(Passage shown)
____________

DEFENSE DEPARTMENT

Perceptions of Defense Sector Undermine Financial Health

4/1/2001
By Elizabeth Book

Under ever-growing scrutiny from Wall Street, the defense sector needs to improve its financial health by speeding up the glacial pace of reform and investment, executives from government and industry told a recent conference in Washington, D.C.

“We need to reduce cycle times, slash bureaucracies and restore the operational and financial strength to our defense industrial base ... to enable that base to better respond to the needs of the armed services,” said Darleen Druyun, principal deputy assistant secretary of the Air Force for acquisition and management. Druyun made her comments at the Defense Reform 2001 conference and exhibition, sponsored by the American Association of Aeronautics and Astronautics (AIAA).

The time to act is now, said Vance Coffman, chief executive officer of Lockheed Martin Corporation, headquartered in Bethesda, Md. “The tectonic plates within the defense community are shifting. We know that there will be decisions made within the next few months that could well determine not just the health of the defense industry, but also the ability of the United States armed services ... to carry out their missions well into the next century,” Coffman said.

Future decisions on force modernization and weapon systems procurement by Defense Secretary Donald H. Rumsfeld will have a dramatic effect on the financial viability of the defense industrial, officials said at the conference.

Changes to the current defense acquisition processes were not mentioned as priorities in the Bush budget proposal, but they were discussed in-depth at the conference as potential solutions to the stagnant defense market. “The current system of financing and paying for weapons systems is inefficient and wasteful,” Druyun said.

According to Harry Stonecipher, president and chief operating officer of Boeing, headquartered in Seattle, Wash., an inefficient procurement environment has rendered defense a “no-growth” industry.

“The defense industry has a growth rate of 4 percent to 6 percent a year. Essentially, we are trapped in a no-growth industry, which we prefer, because it indicates peace,” he said. In order to modernize the military and make the defense industry more vibrant, Stonecipher recommended the adoption of public-private partnerships, “halting the turbulence” of the acquisition process, implementing best-value procurement, and streamlining export control policies.

Acquisition regulations are to blame for many of the problems in the procurement culture today, industry officials said. According to the conference’s final report, “A Blueprint for Action,” defense modernization is hampered by unnecessarily burdensome regulations, which “further harm industry’s ability to deliver the best weapons and equipment to the warfighter.”

Revamping the procurement culture would do a great deal to rebuild trust between the government and contractors, Coffman and Druyun agreed. Coffman advocated a “procurement system driven by an entrepreneurial, goal-oriented process instead of today’s risk-averse, over-regulated status quo.” There should be “more of that simple, basic, human quality in the acquisition process called ‘trust,’” he said. Druyun suggested that the government move to multi-year procurements. “It is critical for the government to test this concept by using some transformational pilot programs from each of the services, to begin to rebuild that bridge of trust and demonstrate that stable funding yields stable programs,” she said.

What Wall Street wants from the defense sector is “predictable earnings performance and returns on capital that are competitive with other large industrial sectors,” according to the conference report. However, “given the excess volatility of major defense programs, the vagaries of the budget process, and the lack of interest among acquisition officials in the industry’s long-term health and viability, very little is certain or steady.”

Industry analysts at the conference echoed this sentiment.

____________

(Stored data)

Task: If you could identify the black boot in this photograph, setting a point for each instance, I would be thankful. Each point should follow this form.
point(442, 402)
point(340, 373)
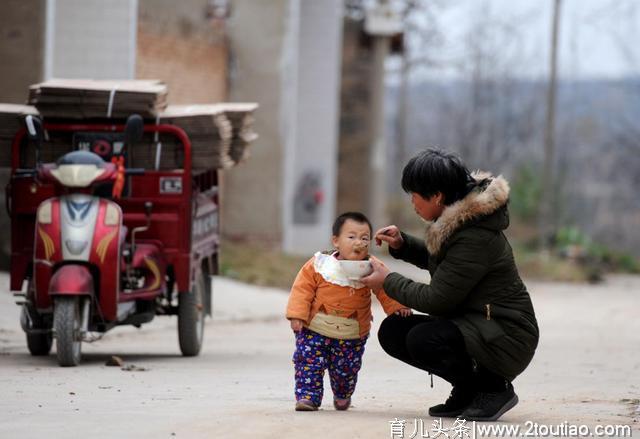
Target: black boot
point(489, 406)
point(459, 399)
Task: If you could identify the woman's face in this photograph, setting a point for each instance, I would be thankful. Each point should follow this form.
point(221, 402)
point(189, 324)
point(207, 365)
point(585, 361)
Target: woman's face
point(428, 209)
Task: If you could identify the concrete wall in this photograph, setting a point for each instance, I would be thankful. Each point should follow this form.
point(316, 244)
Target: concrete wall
point(286, 56)
point(21, 48)
point(311, 150)
point(91, 39)
point(355, 127)
point(252, 192)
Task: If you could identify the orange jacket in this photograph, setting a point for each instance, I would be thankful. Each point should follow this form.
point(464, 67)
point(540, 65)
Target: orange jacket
point(311, 293)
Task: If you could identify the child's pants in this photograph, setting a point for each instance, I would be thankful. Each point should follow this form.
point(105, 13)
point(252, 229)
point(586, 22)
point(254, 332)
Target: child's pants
point(314, 353)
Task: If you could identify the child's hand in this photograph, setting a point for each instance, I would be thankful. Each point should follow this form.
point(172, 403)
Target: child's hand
point(391, 235)
point(404, 312)
point(297, 325)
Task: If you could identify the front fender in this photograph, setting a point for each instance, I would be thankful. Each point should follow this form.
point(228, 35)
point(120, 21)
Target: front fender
point(71, 280)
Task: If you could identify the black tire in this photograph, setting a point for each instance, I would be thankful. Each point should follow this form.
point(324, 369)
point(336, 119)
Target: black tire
point(39, 344)
point(191, 314)
point(66, 324)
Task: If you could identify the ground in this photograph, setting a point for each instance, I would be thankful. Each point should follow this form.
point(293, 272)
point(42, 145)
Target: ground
point(585, 372)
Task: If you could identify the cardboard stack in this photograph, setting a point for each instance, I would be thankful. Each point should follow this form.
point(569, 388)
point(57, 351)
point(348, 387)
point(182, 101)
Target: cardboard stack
point(220, 134)
point(84, 98)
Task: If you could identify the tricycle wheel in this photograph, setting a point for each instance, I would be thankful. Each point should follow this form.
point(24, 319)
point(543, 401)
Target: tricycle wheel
point(191, 315)
point(66, 323)
point(39, 343)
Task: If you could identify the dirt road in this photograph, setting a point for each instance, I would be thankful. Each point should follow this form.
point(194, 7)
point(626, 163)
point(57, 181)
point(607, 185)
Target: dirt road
point(585, 372)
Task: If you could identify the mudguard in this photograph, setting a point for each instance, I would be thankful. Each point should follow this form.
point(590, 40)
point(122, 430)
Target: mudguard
point(71, 280)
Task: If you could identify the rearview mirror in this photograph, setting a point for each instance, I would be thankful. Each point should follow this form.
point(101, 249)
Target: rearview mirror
point(34, 128)
point(133, 130)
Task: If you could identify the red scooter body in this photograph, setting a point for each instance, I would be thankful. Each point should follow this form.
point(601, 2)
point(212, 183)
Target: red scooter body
point(97, 259)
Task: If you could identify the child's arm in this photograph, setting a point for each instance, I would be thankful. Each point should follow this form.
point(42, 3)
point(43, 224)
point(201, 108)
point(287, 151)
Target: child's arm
point(389, 305)
point(302, 293)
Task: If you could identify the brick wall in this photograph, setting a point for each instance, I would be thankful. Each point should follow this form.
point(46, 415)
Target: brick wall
point(179, 43)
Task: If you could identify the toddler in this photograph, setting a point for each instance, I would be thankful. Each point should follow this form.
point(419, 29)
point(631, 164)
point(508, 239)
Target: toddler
point(330, 314)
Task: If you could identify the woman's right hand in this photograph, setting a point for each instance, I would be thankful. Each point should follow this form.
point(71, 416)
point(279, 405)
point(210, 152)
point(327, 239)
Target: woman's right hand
point(391, 235)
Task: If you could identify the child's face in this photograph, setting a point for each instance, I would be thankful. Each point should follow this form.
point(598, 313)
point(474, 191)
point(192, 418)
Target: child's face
point(353, 241)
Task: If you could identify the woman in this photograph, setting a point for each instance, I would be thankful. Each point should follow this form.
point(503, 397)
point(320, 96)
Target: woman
point(480, 331)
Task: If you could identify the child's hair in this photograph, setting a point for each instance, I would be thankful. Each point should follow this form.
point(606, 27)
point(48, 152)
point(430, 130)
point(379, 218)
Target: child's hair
point(433, 171)
point(355, 216)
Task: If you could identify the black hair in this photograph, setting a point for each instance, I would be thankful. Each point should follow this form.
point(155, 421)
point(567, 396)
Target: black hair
point(433, 171)
point(355, 216)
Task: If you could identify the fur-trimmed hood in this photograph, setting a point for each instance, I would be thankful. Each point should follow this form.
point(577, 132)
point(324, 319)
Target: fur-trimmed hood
point(481, 201)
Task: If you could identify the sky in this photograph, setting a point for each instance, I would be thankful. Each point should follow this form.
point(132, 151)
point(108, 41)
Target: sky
point(598, 38)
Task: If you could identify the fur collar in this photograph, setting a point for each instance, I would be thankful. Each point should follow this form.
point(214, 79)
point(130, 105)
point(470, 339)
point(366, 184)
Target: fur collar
point(477, 203)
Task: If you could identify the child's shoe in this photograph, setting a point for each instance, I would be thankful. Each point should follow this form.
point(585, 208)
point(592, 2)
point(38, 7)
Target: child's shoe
point(341, 404)
point(304, 405)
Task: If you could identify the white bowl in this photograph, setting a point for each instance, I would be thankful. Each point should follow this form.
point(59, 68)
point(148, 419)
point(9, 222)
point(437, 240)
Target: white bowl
point(356, 269)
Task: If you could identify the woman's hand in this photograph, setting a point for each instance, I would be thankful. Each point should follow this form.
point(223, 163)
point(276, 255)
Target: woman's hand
point(391, 235)
point(404, 312)
point(297, 325)
point(376, 279)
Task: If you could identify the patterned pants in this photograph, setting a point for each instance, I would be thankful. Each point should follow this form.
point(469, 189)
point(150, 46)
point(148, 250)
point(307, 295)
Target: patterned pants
point(314, 353)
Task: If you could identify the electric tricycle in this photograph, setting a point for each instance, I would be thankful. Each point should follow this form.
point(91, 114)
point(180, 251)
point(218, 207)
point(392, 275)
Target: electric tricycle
point(97, 243)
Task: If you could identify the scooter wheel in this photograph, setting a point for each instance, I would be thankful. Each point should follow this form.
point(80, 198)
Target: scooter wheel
point(191, 314)
point(66, 323)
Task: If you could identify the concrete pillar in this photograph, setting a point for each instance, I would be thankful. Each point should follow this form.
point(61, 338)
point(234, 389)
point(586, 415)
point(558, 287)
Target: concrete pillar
point(311, 149)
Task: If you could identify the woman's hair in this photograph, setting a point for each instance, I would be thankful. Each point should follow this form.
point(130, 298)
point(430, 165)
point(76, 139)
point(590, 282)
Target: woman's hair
point(355, 216)
point(433, 171)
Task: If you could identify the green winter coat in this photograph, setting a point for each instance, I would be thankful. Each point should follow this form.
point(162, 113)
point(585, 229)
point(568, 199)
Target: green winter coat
point(474, 279)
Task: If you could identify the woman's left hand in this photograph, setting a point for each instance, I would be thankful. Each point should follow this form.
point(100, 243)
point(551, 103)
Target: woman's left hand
point(404, 312)
point(376, 279)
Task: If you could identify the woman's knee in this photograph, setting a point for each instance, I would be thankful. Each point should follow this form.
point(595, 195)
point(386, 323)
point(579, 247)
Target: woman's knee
point(391, 334)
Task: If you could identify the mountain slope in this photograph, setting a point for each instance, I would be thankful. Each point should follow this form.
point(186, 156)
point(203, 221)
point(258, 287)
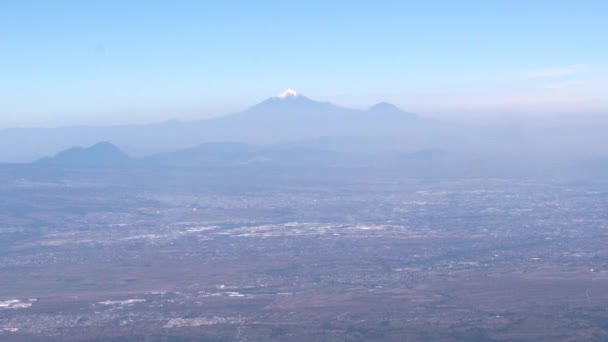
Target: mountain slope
point(287, 117)
point(99, 155)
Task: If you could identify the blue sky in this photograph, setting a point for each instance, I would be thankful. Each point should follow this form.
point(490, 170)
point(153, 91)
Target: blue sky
point(117, 62)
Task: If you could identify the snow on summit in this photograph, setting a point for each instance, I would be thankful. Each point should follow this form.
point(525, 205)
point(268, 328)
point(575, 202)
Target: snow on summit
point(288, 93)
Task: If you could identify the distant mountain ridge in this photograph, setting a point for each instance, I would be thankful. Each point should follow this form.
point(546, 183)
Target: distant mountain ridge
point(100, 154)
point(287, 117)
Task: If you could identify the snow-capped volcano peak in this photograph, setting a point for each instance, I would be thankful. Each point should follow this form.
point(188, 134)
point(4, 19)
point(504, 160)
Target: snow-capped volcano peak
point(288, 93)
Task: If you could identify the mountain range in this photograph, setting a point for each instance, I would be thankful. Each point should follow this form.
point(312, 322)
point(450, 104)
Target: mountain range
point(287, 117)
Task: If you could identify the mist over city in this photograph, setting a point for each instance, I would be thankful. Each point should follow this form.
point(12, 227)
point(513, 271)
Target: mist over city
point(303, 171)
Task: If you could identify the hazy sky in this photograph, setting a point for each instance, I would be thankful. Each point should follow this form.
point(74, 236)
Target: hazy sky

____________

(Prompt) From the article on the defense sector's financial health, reproduce word for word the stretch from "Under ever-growing scrutiny" through "and Astronautics (AIAA).".

(Solution)
Under ever-growing scrutiny from Wall Street, the defense sector needs to improve its financial health by speeding up the glacial pace of reform and investment, executives from government and industry told a recent conference in Washington, D.C.

“We need to reduce cycle times, slash bureaucracies and restore the operational and financial strength to our defense industrial base ... to enable that base to better respond to the needs of the armed services,” said Darleen Druyun, principal deputy assistant secretary of the Air Force for acquisition and management. Druyun made her comments at the Defense Reform 2001 conference and exhibition, sponsored by the American Association of Aeronautics and Astronautics (AIAA).